#### Records for the exercise:
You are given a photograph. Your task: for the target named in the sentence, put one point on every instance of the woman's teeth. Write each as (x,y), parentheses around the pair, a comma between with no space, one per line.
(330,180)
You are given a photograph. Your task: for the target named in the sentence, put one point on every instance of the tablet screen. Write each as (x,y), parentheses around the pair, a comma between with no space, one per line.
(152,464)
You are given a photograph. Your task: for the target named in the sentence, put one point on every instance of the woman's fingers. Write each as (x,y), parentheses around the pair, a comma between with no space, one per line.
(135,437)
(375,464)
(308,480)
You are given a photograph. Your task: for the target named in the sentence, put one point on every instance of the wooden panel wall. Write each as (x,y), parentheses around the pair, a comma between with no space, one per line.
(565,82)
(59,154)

#### The problem:
Only the lines from the one containing "of the wooden" through the final line of the material should be printed, each word for word. Both of those lines count.

#### Written response:
You are given a photograph. Your task: for the target named in the sentence, put one point on every instance of the wooden panel wall. Write each as (x,y), parentheses around the pair, a comma between with no space, one per line.
(565,82)
(59,154)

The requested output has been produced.